Problem to work on -
Nothing is to be output except the lines from the one containing "# indicate every instance of the stone column" through the end of the material, each reproduced exactly.

Raw data -
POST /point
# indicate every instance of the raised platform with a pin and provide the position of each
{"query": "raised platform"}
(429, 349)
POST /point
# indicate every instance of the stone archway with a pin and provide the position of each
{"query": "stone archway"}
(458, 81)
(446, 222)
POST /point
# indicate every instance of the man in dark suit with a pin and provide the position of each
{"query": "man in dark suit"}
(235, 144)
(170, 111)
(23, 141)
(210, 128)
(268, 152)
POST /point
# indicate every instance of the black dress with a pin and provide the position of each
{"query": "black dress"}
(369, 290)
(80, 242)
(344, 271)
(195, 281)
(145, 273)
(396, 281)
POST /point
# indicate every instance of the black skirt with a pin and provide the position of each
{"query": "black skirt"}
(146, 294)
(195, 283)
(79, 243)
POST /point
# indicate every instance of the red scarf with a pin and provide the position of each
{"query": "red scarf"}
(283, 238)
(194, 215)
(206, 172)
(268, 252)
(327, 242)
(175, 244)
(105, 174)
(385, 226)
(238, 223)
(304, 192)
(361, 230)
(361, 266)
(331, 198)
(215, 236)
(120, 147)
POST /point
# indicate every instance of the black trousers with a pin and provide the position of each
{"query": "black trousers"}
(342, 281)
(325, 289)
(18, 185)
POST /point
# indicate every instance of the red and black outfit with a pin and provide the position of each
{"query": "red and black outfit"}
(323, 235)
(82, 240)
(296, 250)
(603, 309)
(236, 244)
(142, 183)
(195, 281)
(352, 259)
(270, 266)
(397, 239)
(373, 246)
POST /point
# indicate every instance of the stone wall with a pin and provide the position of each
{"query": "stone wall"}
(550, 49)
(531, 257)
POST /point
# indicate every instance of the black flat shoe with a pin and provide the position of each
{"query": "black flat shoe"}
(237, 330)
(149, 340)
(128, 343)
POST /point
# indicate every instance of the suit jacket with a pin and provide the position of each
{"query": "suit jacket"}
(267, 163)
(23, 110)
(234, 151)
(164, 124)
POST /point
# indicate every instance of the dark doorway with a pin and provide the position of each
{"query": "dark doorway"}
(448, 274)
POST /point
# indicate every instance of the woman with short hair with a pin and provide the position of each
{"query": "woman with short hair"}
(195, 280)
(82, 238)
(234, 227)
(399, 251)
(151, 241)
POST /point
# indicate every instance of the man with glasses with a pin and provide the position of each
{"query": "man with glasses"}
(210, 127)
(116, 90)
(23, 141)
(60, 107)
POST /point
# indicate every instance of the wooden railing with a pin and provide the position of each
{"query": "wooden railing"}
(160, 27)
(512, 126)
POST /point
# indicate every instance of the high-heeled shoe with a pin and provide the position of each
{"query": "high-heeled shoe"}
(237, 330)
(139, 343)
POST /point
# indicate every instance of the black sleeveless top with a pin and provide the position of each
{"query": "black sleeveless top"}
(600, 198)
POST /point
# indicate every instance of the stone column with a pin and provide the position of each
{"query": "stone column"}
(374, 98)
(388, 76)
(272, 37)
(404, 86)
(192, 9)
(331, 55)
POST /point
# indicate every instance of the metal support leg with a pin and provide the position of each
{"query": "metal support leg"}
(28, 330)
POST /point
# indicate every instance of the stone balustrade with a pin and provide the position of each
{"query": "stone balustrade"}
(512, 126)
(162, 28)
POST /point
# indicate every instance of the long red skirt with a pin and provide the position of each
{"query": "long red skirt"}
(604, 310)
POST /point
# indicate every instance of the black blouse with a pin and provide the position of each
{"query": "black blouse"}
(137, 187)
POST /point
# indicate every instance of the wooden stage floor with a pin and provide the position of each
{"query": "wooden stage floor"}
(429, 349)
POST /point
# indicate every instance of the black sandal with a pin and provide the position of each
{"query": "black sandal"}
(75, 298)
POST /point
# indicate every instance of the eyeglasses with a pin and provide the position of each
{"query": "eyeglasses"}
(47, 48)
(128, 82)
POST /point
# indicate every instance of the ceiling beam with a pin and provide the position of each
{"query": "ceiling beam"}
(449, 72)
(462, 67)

Result for this exercise -
# indicate every instance of the stone column with a pin and provide the position of each
{"query": "stone column"}
(374, 98)
(388, 76)
(272, 37)
(404, 86)
(192, 9)
(331, 55)
POST /point
# indicate every instance of the metal support leg with a pin and provide the position of each
{"query": "metal support leg"}
(28, 330)
POST /point
# indicate every instance of the stone balustrade with a pin and provide the position of each
{"query": "stone balustrade"}
(512, 126)
(162, 28)
POST /point
# indicate every instance of the long red skirt with a pin and provide the position of each
{"query": "long red skirt"}
(604, 310)
POST /point
# indicate every instance of the black blouse with a pin and provide the position of each
{"query": "black blouse"}
(137, 187)
POST /point
# indicate every instance of the wooden stage floor with a pin and provide the position of each
{"query": "wooden stage floor"}
(429, 349)
POST /point
# indicate every instance of the black sandal with a pin and provide the position of each
{"query": "black sandal"}
(75, 298)
POST /point
# indicate every instance of the eyeglasses with a pin and provide the position of each
{"query": "eyeglasses"}
(47, 48)
(128, 82)
POST /point
# indicate every instance of the ceiling beam with a pin and provide the position of each
{"query": "ceiling beam"}
(449, 72)
(462, 67)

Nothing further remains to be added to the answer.